RECORDS SHOWN
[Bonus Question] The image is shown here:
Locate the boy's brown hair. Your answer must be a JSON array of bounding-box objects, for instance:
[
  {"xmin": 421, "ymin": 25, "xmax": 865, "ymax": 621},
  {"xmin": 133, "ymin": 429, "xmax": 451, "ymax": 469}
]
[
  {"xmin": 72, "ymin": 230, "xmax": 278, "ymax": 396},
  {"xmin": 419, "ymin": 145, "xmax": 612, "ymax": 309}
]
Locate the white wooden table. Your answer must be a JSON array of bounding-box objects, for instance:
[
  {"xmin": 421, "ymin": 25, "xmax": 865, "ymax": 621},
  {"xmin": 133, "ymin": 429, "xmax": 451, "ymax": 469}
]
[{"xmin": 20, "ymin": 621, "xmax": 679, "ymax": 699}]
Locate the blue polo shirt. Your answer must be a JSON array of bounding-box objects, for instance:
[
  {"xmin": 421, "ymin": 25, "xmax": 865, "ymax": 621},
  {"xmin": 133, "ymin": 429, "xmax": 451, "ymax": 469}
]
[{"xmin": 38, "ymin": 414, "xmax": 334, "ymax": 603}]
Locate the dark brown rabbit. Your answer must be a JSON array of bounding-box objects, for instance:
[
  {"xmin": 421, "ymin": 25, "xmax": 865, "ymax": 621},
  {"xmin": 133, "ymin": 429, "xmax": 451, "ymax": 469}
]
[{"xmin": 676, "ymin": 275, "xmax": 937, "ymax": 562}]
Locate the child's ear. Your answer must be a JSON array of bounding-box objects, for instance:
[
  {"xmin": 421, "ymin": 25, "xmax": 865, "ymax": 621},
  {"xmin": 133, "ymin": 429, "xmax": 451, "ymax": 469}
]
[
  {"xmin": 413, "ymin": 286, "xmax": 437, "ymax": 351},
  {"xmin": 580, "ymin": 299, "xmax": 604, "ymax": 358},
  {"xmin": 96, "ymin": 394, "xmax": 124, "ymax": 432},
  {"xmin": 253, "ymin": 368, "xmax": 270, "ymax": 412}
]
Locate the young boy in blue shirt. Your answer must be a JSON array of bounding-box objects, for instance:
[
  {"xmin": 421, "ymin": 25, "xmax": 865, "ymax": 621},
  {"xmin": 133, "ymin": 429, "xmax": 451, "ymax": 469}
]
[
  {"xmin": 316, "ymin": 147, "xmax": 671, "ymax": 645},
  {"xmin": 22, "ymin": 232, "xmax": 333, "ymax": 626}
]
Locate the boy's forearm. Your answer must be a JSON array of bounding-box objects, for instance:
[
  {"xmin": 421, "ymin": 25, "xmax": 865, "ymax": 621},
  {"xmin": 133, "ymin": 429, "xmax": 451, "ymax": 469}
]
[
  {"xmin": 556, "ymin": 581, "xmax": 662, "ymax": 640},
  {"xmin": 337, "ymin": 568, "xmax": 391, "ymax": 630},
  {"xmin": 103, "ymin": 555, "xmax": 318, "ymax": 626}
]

INSTRUCTIONS TO FOLLOW
Update the records above by replacing each occurrence of "Locate" with "Identify", leaving everything else unchanged.

TASK RESPONSE
[Bonus Question] The image is shown here:
Identify the boy's brown hair. Your answer must be a JSON array of bounding-box objects, for instance:
[
  {"xmin": 421, "ymin": 25, "xmax": 865, "ymax": 621},
  {"xmin": 133, "ymin": 429, "xmax": 451, "ymax": 469}
]
[
  {"xmin": 72, "ymin": 230, "xmax": 278, "ymax": 396},
  {"xmin": 419, "ymin": 145, "xmax": 612, "ymax": 309}
]
Identify the white wooden table. Your answer must be a JSON array of bounding-box objects, for instance:
[
  {"xmin": 421, "ymin": 25, "xmax": 865, "ymax": 621},
  {"xmin": 133, "ymin": 429, "xmax": 451, "ymax": 469}
]
[{"xmin": 20, "ymin": 621, "xmax": 679, "ymax": 699}]
Identify the blue polo shirt. Your answer must be a JSON array of bounding-box objects, for instance:
[
  {"xmin": 421, "ymin": 25, "xmax": 865, "ymax": 621},
  {"xmin": 133, "ymin": 429, "xmax": 451, "ymax": 469}
]
[{"xmin": 38, "ymin": 414, "xmax": 334, "ymax": 603}]
Identify the dark brown rabbit. Your answer must be a JSON array of bounding-box objects, for instance:
[
  {"xmin": 421, "ymin": 25, "xmax": 865, "ymax": 621},
  {"xmin": 133, "ymin": 429, "xmax": 451, "ymax": 469}
]
[{"xmin": 676, "ymin": 275, "xmax": 937, "ymax": 562}]
Identify the child's ear. Your answer must be a JSON array of bounding-box objects, for instance:
[
  {"xmin": 421, "ymin": 25, "xmax": 865, "ymax": 621},
  {"xmin": 133, "ymin": 429, "xmax": 451, "ymax": 469}
]
[
  {"xmin": 413, "ymin": 286, "xmax": 437, "ymax": 351},
  {"xmin": 580, "ymin": 299, "xmax": 604, "ymax": 358},
  {"xmin": 96, "ymin": 394, "xmax": 124, "ymax": 432},
  {"xmin": 253, "ymin": 368, "xmax": 270, "ymax": 412}
]
Identify the young boy in blue shirt. Your answer must be a JSON array of bounding-box objects, for instance:
[
  {"xmin": 421, "ymin": 25, "xmax": 865, "ymax": 621},
  {"xmin": 133, "ymin": 429, "xmax": 451, "ymax": 469}
]
[
  {"xmin": 316, "ymin": 147, "xmax": 671, "ymax": 645},
  {"xmin": 22, "ymin": 232, "xmax": 333, "ymax": 626}
]
Identify the boy's forearm. Your answer must be a JSON array of bounding-box objects, for instance:
[
  {"xmin": 421, "ymin": 25, "xmax": 865, "ymax": 621},
  {"xmin": 133, "ymin": 429, "xmax": 451, "ymax": 469}
]
[
  {"xmin": 556, "ymin": 581, "xmax": 662, "ymax": 640},
  {"xmin": 337, "ymin": 568, "xmax": 391, "ymax": 630},
  {"xmin": 103, "ymin": 555, "xmax": 318, "ymax": 626}
]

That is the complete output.